本文抜粋:
*-*-*

彼はいつのまにか、何かを思いきってしまったように見えた。
感情を殺してしまったようでもあり、どこか不吉な感じがした。


こうなってしまった阿高には、もはや藤太の望みを叶えることはできません。
なぜなら(阿高にとっては)阿高が藤太の望みをかなえるよりも、もっと優先されるべき望みがあるからです。
それは千種が藤太の帰りを望み、藤太もまた千種のもとへもどることを望んでいるということです。

「藤太には武蔵にもどってほしい。そうしておれの分まで、今までのように暮らしてほしいんだ」
藤太は傷が引きつるのを承知で腕を伸ばし、阿高の衣をつかんだ。
「わかっているのか。おれはおまえを武蔵へつれて帰ると約束したんだ。そのことを、忘れたとはいわせないぞ」
痛みをこらえて藤太がいったとき、はじめて阿高の目に苦しげな色が浮かんだ。
藤太の手をそっとはずし、上掛けのもとにもどすと、彼は目を伏せてささやいた。
「ごめん。今は約束できない」


阿高がここで苦しそうな顔をしたのは、なぜなのでしょうか。
藤太が前と変わらず阿高にともにいてほしいと望んでくれていたことで、一瞬感情がよみがえったためでしょうか。
それとも、藤太のその望みは以前とは違って一番に叶えられるべきものではなくなったんだと一人で勝手に傷ついているからでしょうか。
どちらにしても切ないです。

と、いうわけで。

*-*-*

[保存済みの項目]

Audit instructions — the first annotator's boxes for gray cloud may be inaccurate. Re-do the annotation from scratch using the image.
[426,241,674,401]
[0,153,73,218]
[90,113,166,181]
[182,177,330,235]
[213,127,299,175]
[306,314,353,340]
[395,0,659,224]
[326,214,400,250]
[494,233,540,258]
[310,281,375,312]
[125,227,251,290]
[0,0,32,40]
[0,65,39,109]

*-*-*

作業内容:
阿高と藤太をめぐる本文から、「こうなってしまった阿高には、もはや藤太の望みを叶えることはできません。」で始まり「藤太は傷が引きつるのを承知で腕を伸ばし、阿高の衣をつかんだ。」で終わる部分を一字一句変えずに写して返してください。 保存済みの項目は参照しなくてもかまいません。

課題への回答:
こうなってしまった阿高には、もはや藤太の望みを叶えることはできません。
なぜなら(阿高にとっては)阿高が藤太の望みをかなえるよりも、もっと優先されるべき望みがあるからです。
それは千種が藤太の帰りを望み、藤太もまた千種のもとへもどることを望んでいるということです。

「藤太には武蔵にもどってほしい。そうしておれの分まで、今までのように暮らしてほしいんだ」
藤太は傷が引きつるのを承知で腕を伸ばし、阿高の衣をつかんだ。